# Best careers for the money?



## Armymanis (Feb 19, 2010)

Hey guys..It's me again...So I really love computers and retail, but I do not know which one to choose. Ever Since I started to go for an AA in Technical support, my love for computers has been dwindling. I used to volunteer at Interconnections, but I found that it got to be the same routine one after another like an assembly line. Plus I was also not getting paid for it. 

I found that computers are my hobby and my passion and I am afraid if I made that into a career I would have a hard time doing the same thing everyday. 

So now, being almost done with the AA, I want to switch to a Business management AA, which I am almost halfway done with too. The reason why I like retail is because it is a fasted paced environment where you don't really know what your going to get with it and it's different everyday. Your doing the same tasks everyday of course, but your interacting with different types of people.

—————

#### Problems:
(A) From the forum post about choosing a career, list each reason the poster gives for liking retail.
(B) According to the forum post about choosing a career, why does the poster hesitate to make computers a career? Answer in one to three sentences.
(C) Continue the forum post about choosing a career.

#### Data provided:
—————

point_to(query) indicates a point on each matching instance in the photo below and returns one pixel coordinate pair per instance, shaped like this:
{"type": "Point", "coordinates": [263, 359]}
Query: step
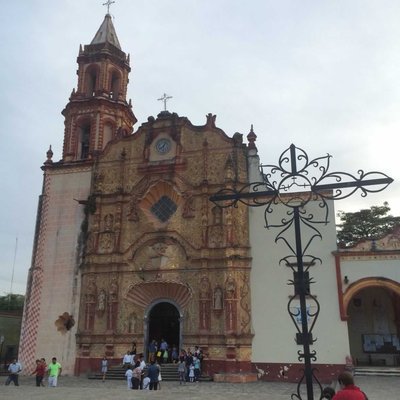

—————

#### The results:
(A)
- It is a fast-paced environment.
- You don't really know what you are going to get.
- It is different every day.
- You interact with different types of people.

(B) Computers are the poster's hobby and passion. The poster fears that turning them into a career would mean having a hard time doing the same thing every day.

(C)
With IT by experiencing volunteering, taking classes at school, AND even job shadowing an IT manager for 20 hours I found that you just see the same people everyday and do not get to experience anything knew once you've hit your peak.

With Retail, there is so much more I think it could offer. I am not bashing IT at all. Just wondering what you guy's think the path I should be taking should be. Also which pays better??


----------



## tim19889 (Jan 24, 2010)

Well I don't know but I'm thinking of joining the circus. You should come with me.


----------



## Armymanis (Feb 19, 2010)

tim19889 said:


> Well I don't know but I'm thinking of joining the circus. You should come with me.


lol, if only they made good money.


----------



## blackbeagle (Aug 8, 2008)

Armymanis said:


> Hey guys..It's me again...So I really love computers and retail, but I do not know which one to choose. Ever Since I started to go for an AA in Technical support, my love for computers has been dwindling. I used to volunteer at Interconnections, but I found that it got to be the same routine one after another like an assembly line. Plus I was also not getting paid for it.
> 
> I found that computers are my hobby and my passion and I am afraid if I made that into a career I would have a hard time doing the same thing everyday.
> 
> ...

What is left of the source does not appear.